What is expected:
Please find each line in the records below that contains the string "haze" and copy it out, treating uppercase and lowercase as different.

[Items from a dataset]
-- begin --

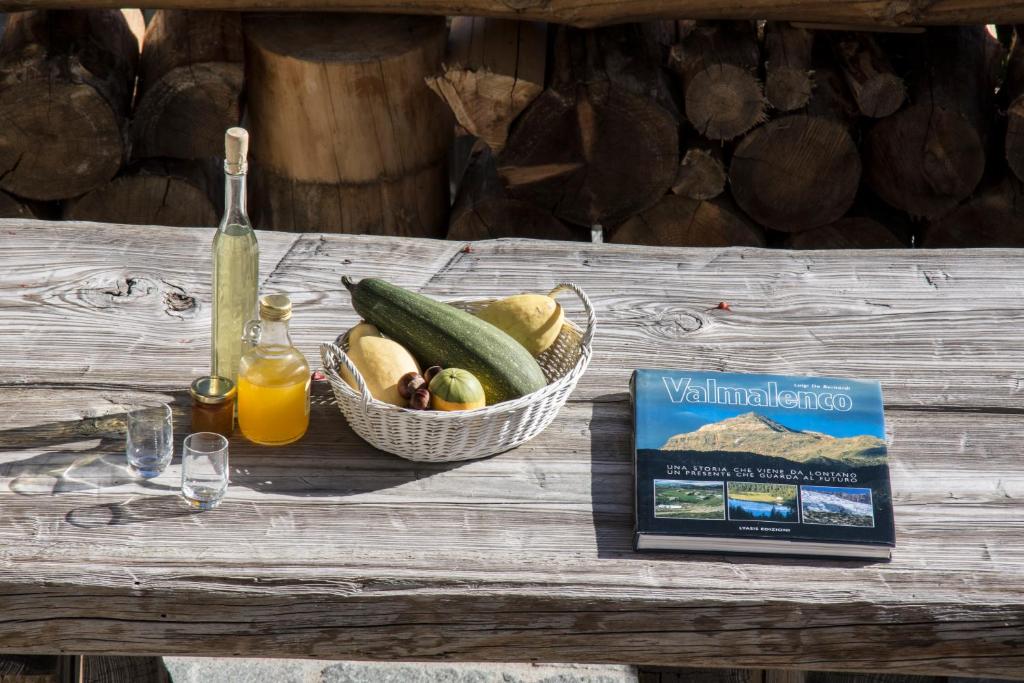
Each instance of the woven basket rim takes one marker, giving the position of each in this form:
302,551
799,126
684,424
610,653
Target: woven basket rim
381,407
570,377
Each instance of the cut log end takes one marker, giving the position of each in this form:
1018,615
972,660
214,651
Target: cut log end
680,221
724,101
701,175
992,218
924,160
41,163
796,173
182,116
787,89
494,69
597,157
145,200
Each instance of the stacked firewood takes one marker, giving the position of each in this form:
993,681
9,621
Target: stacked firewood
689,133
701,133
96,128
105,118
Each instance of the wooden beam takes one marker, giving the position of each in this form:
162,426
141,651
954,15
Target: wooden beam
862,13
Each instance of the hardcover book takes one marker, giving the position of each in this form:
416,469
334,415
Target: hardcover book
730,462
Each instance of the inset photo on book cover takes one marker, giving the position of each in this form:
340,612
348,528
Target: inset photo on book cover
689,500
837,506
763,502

-- end --
-- begin --

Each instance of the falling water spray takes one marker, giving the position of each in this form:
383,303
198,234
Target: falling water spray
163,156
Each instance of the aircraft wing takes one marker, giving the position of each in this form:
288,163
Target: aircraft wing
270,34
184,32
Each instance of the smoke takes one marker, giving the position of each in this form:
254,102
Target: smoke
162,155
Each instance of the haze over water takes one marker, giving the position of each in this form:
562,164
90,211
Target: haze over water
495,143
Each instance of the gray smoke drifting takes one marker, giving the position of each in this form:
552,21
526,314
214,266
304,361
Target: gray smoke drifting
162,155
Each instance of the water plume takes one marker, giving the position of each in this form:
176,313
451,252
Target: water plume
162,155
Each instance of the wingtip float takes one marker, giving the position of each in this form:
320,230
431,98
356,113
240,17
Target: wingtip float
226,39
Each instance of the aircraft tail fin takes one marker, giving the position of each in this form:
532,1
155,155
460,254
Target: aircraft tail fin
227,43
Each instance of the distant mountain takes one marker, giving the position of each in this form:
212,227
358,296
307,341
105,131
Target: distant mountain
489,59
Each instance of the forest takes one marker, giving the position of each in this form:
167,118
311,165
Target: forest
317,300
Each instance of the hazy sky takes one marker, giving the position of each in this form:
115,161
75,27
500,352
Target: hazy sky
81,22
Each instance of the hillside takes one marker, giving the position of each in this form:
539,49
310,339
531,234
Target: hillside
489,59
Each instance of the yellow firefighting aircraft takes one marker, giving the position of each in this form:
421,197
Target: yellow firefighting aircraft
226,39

-- end --

Written reply:
Each instance of the haze over water takes one marker, giving the position of each in this form:
Target: haze over water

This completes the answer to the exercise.